■ PASSAGE PROVIDED:
+ + + + + + +

Vice Chairperson of Aviation Safety Council of the Republic of China
- In office 21 May 2012 – 2016
- Chairperson: Chang Yu-hern Hwung Hwung-hweng
- Succeeded by: Chi Chia-fen

Personal details
- Born: 1963 (age 62–63) Taipei, Taiwan
- Education: National Taiwan University (LLB) University of Cambridge (LLM) King's College London (LLM) Leiden University (PhD)

= Michael Gau =

Taiwanese legal scholar

Michael Gau (高聖惕 (Gāo Shèngtì)) is a Taiwanese legal scholar and lawyer. He served as vice chairperson of the Aviation Safety Council from 21 May 2012 and was replaced by Chi Chia-fen in 2016.

+ + + + + + +

■ SUPPLIED INFORMATION:
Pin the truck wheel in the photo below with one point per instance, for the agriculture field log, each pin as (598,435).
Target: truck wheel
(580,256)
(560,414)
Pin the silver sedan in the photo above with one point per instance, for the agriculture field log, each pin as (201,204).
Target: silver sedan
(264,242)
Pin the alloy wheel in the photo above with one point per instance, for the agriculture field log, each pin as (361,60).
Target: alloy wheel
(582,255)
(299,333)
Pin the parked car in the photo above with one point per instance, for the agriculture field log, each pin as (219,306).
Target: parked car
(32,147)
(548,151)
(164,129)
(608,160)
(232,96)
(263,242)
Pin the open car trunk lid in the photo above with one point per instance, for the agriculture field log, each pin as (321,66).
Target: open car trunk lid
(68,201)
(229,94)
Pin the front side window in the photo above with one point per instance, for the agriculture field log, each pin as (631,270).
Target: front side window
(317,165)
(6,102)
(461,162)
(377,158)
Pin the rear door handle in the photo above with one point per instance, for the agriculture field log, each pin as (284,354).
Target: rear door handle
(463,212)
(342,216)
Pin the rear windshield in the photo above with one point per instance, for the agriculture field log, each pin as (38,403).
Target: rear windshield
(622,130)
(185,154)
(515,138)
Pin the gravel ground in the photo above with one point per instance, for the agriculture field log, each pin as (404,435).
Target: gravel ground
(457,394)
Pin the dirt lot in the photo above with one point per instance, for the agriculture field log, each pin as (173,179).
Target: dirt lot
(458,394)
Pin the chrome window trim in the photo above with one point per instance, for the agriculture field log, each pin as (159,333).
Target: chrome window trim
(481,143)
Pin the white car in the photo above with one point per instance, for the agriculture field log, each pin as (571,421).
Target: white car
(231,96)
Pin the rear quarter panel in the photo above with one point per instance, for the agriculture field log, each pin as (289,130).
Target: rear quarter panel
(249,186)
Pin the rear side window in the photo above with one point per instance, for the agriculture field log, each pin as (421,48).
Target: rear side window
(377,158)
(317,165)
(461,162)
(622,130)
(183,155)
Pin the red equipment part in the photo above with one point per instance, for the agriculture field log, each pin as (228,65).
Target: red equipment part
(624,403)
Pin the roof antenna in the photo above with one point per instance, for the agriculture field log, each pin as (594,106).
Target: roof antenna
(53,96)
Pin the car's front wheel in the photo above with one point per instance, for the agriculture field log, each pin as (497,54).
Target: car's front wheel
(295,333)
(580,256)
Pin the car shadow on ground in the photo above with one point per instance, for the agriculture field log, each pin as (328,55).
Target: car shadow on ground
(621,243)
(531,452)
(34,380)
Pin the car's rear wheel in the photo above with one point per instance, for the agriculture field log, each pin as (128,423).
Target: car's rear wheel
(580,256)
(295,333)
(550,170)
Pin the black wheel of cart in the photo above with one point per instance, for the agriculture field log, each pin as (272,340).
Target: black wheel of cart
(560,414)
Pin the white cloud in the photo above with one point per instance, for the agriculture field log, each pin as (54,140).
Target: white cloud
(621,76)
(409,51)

+ + + + + + +

■ TASKS TO CARRY OUT:
1. Answer these questions from the Michael Gau profile:
(a) In what city was Gau born?
(b) Which university awarded him a PhD?
(c) Who replaced him as vice chairperson of the Aviation Safety Council?
2. Decide whether each statement agrees with the Michael Gau profile. Answer yes or no, and quote the words that settle it.
(a) Gau holds an LLM from the University of Cambridge.
(b) Gau took office as vice chairperson in 2016.
(c) Gau is described as both a legal scholar and a lawyer.
3. Extend the Michael Gau profile beyond its final sentence.
The entries have no connection to the Michael Gau profile.

■ ANSWER LIST:
1.
(a) Taipei, Taiwan
(b) Leiden University
(c) Chi Chia-fen

2.
(a) Yes: "University of Cambridge (LLM)"
(b) No: "He served as vice chairperson of the Aviation Safety Council from 21 May 2012"
(c) Yes: "is a Taiwanese legal scholar and lawyer"

3.
==Early life and education==
Gau was born in 1963 in Taipei. He graduated from National Taiwan University with a Bachelor of Laws (LL.B.) in 1987, then completed graduate studies in England, where he earned a Master of Laws (LL.M.) specializing in international law from the University of Cambridge in 1990 and a second LL.M. from King's College London in 1991. In 1997, Gau completed his Ph.D. in law from Leiden University in the Netherlands. His doctoral dissertation was titled, "Governmental Representation for Territories in the ICAO: A Case Study".

==Career==
He has taught at National University of Kaohsiung in 2000–2005, Soochow University in 2005–2010, National Taiwan Ocean University in 2010–2017, Hainan University in 2017-2019 and Wuhan University since 2019.